Entries taken from a collection:
[Start of Attachment]
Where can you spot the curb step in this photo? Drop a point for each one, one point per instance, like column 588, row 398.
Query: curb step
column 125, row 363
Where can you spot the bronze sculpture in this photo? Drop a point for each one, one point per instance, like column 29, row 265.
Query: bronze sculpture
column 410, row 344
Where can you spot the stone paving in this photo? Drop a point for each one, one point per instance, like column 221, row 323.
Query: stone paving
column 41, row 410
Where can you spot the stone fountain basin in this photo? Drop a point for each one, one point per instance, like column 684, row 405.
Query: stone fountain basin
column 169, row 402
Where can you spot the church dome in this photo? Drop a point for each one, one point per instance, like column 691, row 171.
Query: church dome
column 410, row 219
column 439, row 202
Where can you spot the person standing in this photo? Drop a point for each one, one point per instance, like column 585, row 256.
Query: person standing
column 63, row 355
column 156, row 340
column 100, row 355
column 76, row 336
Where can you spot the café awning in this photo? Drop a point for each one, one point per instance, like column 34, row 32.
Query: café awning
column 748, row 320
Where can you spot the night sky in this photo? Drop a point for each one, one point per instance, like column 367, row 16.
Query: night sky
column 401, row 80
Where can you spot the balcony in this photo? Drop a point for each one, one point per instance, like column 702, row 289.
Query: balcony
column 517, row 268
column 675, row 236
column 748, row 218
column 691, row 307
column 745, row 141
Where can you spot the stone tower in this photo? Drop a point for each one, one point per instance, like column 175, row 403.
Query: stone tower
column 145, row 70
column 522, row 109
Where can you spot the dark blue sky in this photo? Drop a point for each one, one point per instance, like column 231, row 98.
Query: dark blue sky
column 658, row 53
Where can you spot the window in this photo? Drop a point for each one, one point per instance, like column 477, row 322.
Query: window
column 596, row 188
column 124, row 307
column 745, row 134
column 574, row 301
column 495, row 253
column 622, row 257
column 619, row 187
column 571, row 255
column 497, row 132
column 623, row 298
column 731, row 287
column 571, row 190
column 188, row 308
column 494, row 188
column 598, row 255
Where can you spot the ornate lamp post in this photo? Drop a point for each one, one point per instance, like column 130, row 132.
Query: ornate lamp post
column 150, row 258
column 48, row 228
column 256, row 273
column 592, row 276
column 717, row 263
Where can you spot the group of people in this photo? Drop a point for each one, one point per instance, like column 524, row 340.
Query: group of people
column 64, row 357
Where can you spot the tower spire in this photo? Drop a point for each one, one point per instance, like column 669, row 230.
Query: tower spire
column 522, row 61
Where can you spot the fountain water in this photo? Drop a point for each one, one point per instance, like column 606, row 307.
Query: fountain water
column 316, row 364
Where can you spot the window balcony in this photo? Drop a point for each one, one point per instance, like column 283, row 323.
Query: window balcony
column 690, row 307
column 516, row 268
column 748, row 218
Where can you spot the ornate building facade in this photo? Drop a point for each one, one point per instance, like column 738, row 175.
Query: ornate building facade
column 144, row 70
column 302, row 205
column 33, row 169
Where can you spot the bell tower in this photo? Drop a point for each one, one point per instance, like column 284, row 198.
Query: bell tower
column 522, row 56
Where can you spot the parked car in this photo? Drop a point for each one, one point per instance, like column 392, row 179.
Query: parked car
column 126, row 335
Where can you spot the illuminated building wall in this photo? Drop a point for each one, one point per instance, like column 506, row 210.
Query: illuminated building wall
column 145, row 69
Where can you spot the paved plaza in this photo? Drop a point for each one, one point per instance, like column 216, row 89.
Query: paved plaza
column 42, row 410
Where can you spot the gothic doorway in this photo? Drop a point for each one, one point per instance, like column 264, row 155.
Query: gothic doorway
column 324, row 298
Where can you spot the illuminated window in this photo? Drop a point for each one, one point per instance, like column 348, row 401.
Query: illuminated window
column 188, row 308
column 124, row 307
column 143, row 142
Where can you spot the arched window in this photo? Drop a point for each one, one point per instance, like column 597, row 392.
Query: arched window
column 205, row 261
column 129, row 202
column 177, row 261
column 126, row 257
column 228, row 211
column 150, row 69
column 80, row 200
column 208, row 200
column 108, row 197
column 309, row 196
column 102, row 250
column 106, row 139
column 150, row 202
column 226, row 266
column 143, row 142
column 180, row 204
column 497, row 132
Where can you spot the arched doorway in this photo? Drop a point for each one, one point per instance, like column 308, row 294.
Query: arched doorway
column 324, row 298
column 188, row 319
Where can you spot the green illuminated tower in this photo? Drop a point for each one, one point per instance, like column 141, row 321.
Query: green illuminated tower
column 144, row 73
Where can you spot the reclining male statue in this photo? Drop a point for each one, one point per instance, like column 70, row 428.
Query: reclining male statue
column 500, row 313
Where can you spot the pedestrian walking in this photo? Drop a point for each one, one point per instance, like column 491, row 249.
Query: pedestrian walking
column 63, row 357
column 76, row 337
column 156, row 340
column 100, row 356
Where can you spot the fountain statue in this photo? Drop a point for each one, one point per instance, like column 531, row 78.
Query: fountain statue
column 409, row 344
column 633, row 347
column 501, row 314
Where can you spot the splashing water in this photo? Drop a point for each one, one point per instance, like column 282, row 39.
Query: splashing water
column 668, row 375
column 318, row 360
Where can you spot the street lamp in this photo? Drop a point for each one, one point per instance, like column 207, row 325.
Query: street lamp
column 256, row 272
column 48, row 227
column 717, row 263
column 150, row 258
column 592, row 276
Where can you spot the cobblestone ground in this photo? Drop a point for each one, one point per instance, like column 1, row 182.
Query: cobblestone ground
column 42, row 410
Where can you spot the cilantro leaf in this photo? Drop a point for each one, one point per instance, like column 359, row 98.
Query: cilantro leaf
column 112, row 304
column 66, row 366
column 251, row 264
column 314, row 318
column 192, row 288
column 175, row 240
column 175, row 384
[End of Attachment]
_TASK OBJECTIVE_. In the entries above, find the line with "Query: balcony" and the line with "Where can you spot the window in", then set down exactly those two and every line between them, nothing else.

_WRITTEN ANSWER_.
Query: balcony
column 517, row 268
column 675, row 236
column 748, row 218
column 691, row 307
column 745, row 141
Where can you spot the stone tower in this photo? Drop a point for each one, one point per instance, like column 175, row 403.
Query: stone tower
column 145, row 70
column 522, row 109
Where can you spot the dark blue sky in this photo? Drop a point for each one, one point per instance, like column 231, row 98.
Query: dark blue sky
column 658, row 53
Where can you spot the window in this photo? Drop a point for each one, one point per instance, like column 477, row 322.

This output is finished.